EXERCISE DIRECTIONS: Up to and including the line holding "pixel 279 150", write out the data exactly from its first line, but not the pictures.

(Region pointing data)
____________

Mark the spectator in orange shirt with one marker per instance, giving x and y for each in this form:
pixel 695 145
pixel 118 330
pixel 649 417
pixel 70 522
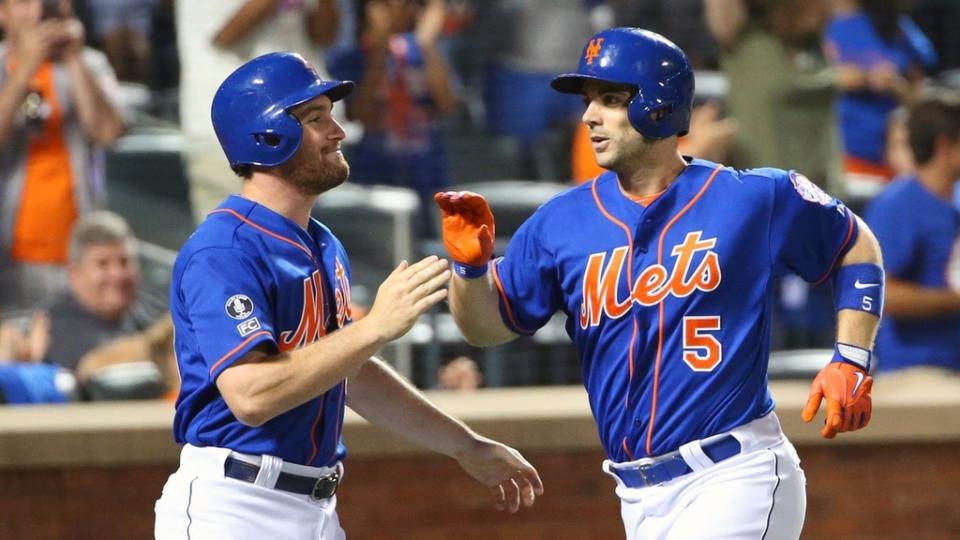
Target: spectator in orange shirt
pixel 57 110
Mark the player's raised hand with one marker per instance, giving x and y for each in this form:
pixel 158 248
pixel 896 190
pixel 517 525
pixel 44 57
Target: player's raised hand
pixel 408 292
pixel 847 390
pixel 511 479
pixel 468 227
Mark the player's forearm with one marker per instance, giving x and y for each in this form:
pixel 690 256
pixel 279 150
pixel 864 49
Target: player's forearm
pixel 263 388
pixel 853 326
pixel 380 395
pixel 906 300
pixel 12 93
pixel 475 306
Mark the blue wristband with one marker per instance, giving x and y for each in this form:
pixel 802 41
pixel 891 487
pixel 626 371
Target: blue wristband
pixel 859 287
pixel 851 354
pixel 467 271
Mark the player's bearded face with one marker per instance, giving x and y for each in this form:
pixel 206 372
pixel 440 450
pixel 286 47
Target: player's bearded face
pixel 314 174
pixel 319 164
pixel 614 140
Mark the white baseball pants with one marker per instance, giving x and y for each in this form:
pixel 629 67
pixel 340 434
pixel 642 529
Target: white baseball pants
pixel 199 502
pixel 758 494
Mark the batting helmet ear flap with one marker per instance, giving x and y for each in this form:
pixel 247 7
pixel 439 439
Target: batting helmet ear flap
pixel 647 61
pixel 251 109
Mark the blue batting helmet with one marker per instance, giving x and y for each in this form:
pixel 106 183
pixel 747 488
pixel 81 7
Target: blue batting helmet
pixel 251 109
pixel 647 61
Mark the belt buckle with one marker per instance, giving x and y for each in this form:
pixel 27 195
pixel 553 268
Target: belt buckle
pixel 325 487
pixel 649 476
pixel 642 471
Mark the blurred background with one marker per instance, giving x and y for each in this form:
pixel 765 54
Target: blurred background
pixel 108 159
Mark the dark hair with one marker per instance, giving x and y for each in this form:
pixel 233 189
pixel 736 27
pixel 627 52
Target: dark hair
pixel 933 116
pixel 243 171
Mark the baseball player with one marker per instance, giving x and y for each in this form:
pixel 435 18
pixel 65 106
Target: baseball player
pixel 918 226
pixel 267 353
pixel 664 268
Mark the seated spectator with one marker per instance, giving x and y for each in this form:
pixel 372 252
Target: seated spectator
pixel 404 87
pixel 880 56
pixel 57 111
pixel 95 323
pixel 23 378
pixel 918 228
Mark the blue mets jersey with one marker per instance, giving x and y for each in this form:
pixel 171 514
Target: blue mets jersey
pixel 919 234
pixel 251 278
pixel 669 305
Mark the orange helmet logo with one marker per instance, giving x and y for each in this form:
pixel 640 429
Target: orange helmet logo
pixel 593 50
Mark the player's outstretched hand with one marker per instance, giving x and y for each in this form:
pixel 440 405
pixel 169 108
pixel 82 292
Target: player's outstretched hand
pixel 511 479
pixel 849 404
pixel 408 292
pixel 468 227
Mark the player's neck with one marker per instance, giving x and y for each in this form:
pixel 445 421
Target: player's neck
pixel 653 171
pixel 937 179
pixel 279 196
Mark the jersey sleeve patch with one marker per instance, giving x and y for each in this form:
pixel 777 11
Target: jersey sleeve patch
pixel 808 190
pixel 227 305
pixel 239 306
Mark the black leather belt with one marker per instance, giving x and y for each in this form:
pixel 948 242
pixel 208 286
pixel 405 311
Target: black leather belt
pixel 670 466
pixel 320 488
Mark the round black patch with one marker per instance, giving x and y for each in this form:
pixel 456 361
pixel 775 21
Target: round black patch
pixel 239 306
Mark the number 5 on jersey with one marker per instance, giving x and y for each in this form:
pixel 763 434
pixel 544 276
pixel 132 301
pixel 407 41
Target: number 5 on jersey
pixel 701 351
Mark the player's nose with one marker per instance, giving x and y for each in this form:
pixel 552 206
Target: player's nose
pixel 591 116
pixel 337 133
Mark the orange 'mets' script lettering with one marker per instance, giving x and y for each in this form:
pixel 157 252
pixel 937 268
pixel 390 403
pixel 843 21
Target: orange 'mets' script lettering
pixel 653 285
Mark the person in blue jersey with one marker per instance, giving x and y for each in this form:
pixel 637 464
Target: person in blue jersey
pixel 918 227
pixel 664 267
pixel 267 351
pixel 881 56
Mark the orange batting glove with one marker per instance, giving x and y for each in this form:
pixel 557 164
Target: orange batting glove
pixel 847 389
pixel 468 227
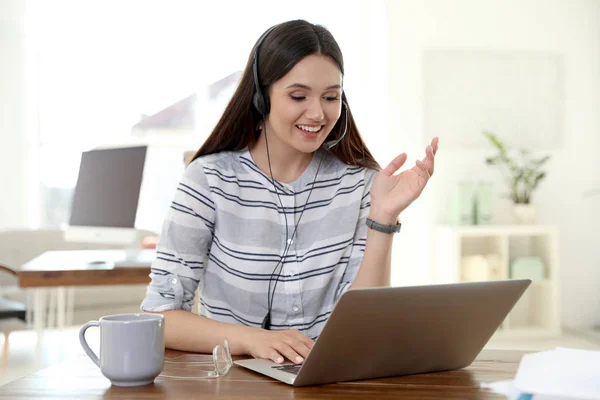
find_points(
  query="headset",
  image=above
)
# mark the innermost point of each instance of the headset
(262, 104)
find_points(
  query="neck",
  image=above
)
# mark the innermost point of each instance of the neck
(287, 163)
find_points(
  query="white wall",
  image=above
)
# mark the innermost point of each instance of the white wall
(571, 28)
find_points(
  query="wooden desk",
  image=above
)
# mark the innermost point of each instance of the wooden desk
(87, 267)
(79, 378)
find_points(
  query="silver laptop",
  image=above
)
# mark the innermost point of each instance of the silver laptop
(380, 332)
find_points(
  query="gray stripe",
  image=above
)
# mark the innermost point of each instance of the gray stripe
(248, 242)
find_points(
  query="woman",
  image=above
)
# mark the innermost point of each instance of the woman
(270, 218)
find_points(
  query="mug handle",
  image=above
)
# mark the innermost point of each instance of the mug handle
(84, 344)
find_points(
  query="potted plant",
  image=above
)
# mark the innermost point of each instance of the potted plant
(523, 175)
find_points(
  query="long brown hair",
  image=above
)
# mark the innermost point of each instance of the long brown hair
(281, 50)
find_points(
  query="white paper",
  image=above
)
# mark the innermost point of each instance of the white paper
(562, 372)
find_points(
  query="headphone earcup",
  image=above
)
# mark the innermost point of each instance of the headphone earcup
(258, 103)
(261, 103)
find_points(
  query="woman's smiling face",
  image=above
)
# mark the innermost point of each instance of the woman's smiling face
(305, 104)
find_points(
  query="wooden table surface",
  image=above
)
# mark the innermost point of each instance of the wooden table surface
(79, 378)
(87, 267)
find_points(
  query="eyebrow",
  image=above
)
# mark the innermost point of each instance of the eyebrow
(301, 86)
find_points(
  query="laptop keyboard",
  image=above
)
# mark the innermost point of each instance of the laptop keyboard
(291, 368)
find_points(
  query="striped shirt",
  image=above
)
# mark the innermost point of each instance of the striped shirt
(226, 231)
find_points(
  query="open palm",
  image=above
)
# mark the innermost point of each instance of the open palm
(391, 194)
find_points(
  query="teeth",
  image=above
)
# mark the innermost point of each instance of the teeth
(311, 129)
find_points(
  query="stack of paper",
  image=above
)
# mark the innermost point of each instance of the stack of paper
(553, 375)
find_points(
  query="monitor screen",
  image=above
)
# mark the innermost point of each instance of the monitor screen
(108, 187)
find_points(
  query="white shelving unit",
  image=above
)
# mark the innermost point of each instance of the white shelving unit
(537, 312)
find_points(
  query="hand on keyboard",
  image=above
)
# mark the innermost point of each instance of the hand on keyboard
(275, 345)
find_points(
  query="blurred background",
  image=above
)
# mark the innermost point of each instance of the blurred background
(82, 75)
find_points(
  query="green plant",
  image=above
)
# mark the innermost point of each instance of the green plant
(523, 174)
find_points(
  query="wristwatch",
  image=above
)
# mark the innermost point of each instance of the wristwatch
(383, 228)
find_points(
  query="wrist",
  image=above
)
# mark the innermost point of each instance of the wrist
(384, 218)
(243, 336)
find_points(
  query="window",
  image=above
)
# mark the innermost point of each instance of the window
(100, 65)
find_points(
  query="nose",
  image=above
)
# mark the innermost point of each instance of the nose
(315, 111)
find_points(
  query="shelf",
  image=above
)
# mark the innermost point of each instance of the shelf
(496, 230)
(482, 253)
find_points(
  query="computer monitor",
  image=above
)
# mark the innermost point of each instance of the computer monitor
(106, 196)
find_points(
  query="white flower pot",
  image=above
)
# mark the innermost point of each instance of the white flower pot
(524, 213)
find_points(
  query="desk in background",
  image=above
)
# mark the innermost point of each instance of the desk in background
(59, 270)
(80, 378)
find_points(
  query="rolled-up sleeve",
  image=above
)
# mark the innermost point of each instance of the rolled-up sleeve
(185, 240)
(360, 237)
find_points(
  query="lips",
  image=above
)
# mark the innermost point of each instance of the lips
(309, 135)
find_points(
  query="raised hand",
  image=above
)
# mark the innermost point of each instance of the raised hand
(391, 194)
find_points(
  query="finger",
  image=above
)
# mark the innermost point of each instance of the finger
(395, 165)
(308, 342)
(297, 341)
(435, 143)
(422, 169)
(430, 159)
(274, 356)
(288, 352)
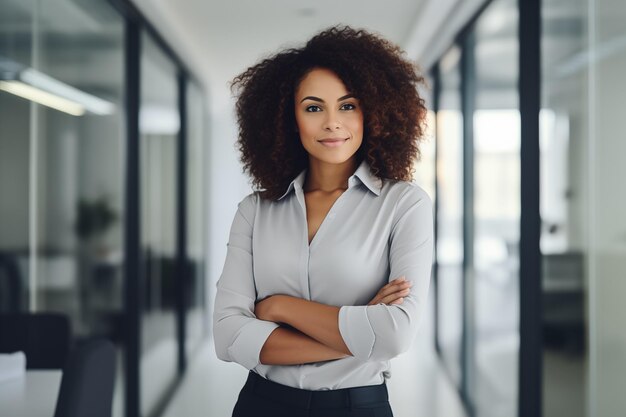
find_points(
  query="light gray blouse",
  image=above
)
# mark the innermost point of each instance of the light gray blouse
(376, 231)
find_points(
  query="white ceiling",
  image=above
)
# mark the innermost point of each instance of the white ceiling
(219, 39)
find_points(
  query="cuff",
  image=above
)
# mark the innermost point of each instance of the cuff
(356, 330)
(246, 349)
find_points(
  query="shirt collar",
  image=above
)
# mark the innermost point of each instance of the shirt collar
(362, 175)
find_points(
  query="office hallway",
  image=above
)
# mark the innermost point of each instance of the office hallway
(418, 386)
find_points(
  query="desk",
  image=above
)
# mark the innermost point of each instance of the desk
(34, 395)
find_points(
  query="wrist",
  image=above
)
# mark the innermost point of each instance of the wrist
(277, 308)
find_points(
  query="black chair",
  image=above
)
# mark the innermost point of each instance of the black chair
(45, 338)
(88, 381)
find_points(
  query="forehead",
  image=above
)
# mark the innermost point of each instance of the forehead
(321, 81)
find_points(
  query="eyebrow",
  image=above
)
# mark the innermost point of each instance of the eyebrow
(322, 101)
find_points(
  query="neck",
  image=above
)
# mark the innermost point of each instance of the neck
(326, 177)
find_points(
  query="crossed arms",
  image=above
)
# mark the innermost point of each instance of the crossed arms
(288, 330)
(314, 335)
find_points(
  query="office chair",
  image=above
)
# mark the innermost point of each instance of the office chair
(88, 381)
(45, 338)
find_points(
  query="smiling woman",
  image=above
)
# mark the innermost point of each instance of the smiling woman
(328, 264)
(329, 119)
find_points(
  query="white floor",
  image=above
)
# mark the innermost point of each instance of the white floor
(418, 386)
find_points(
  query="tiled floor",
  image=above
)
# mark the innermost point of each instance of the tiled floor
(418, 386)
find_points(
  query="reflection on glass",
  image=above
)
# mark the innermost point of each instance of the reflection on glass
(564, 170)
(61, 175)
(15, 150)
(450, 215)
(159, 125)
(496, 123)
(196, 226)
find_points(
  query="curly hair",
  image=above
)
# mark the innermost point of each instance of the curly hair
(371, 68)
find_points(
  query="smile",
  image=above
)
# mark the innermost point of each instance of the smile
(332, 143)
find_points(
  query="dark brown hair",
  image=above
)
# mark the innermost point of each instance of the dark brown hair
(372, 68)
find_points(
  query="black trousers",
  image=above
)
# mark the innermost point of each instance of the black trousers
(260, 397)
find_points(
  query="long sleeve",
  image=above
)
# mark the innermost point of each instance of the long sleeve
(238, 334)
(381, 332)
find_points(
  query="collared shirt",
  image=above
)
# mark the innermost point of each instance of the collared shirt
(376, 231)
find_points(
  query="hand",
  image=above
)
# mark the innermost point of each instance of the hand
(265, 309)
(393, 293)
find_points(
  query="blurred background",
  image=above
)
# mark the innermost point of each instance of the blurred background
(119, 179)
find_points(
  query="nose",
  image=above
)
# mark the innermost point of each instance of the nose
(331, 123)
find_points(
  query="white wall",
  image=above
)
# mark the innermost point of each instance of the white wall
(607, 269)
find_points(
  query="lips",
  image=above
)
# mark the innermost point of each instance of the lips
(333, 142)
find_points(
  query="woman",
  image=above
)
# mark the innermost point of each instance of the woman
(328, 266)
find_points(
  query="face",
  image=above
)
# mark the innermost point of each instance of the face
(329, 118)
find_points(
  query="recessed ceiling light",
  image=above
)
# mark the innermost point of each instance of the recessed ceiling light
(306, 12)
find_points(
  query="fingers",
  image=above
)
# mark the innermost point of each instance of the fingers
(397, 297)
(394, 286)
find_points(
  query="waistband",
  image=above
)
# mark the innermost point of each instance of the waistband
(301, 398)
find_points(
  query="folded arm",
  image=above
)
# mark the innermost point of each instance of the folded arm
(380, 330)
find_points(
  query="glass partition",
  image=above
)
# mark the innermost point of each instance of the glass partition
(62, 164)
(450, 215)
(496, 221)
(159, 125)
(195, 289)
(564, 144)
(16, 150)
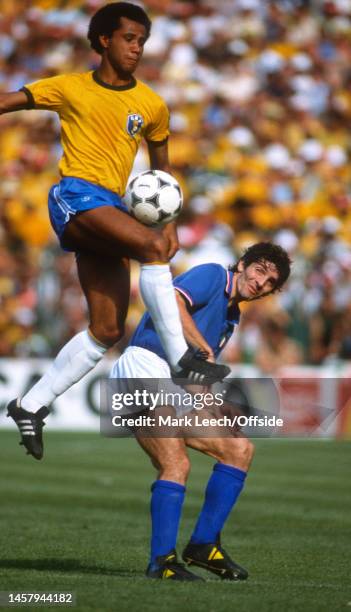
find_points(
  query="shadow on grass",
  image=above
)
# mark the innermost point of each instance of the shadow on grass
(65, 565)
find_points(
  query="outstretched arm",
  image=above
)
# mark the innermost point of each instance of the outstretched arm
(10, 102)
(191, 333)
(158, 154)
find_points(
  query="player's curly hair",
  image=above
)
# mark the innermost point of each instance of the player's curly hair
(270, 252)
(108, 19)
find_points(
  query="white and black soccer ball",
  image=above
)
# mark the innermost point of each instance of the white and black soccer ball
(154, 197)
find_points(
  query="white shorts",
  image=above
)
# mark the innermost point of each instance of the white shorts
(139, 363)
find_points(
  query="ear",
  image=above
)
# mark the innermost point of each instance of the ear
(104, 41)
(240, 265)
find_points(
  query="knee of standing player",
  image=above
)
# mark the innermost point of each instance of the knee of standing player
(107, 334)
(177, 469)
(156, 249)
(238, 452)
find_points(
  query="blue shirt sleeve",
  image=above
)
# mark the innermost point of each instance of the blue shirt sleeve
(201, 283)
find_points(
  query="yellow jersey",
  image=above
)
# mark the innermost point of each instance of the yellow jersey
(101, 125)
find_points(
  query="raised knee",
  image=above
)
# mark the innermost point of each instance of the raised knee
(156, 249)
(107, 335)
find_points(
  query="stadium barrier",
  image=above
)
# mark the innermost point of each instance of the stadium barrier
(312, 401)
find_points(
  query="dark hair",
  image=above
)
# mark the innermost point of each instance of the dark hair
(270, 252)
(108, 19)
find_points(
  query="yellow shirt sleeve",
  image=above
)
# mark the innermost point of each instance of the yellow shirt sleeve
(47, 93)
(158, 129)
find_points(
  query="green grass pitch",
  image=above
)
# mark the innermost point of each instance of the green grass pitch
(79, 521)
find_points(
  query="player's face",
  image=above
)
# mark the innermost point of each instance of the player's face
(126, 46)
(257, 280)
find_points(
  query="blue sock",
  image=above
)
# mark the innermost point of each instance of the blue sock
(166, 507)
(222, 491)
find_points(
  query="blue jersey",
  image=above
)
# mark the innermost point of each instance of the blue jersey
(207, 290)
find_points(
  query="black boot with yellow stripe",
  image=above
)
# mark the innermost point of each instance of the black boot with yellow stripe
(167, 567)
(213, 558)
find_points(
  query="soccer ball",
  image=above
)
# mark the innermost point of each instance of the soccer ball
(154, 197)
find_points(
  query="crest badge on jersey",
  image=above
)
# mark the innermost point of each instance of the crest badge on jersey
(134, 124)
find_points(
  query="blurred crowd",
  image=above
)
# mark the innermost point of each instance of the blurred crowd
(260, 99)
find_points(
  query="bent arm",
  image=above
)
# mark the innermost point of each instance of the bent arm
(191, 333)
(158, 155)
(10, 102)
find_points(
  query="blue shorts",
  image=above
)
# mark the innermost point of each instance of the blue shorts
(73, 195)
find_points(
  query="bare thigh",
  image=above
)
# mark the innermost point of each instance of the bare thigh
(169, 457)
(106, 286)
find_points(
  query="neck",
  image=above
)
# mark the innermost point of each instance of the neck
(113, 76)
(235, 298)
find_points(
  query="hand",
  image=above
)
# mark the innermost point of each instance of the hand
(206, 352)
(170, 232)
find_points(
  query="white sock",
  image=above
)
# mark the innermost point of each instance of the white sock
(159, 296)
(74, 360)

____________

RESULT:
Mark the spectator in orange shirt with one marker per instance, giving x and y for each in this form:
pixel 695 145
pixel 118 330
pixel 649 417
pixel 70 522
Target: spectator in orange shirt
pixel 57 110
Mark the player's raised hand with one marker per instance, giving x and y for each in this form:
pixel 158 248
pixel 896 190
pixel 517 525
pixel 44 57
Target: player's raised hand
pixel 408 292
pixel 847 390
pixel 511 479
pixel 468 227
Mark the player's forearm with one marker per instance, giving x and y for each in this form:
pixel 690 256
pixel 279 150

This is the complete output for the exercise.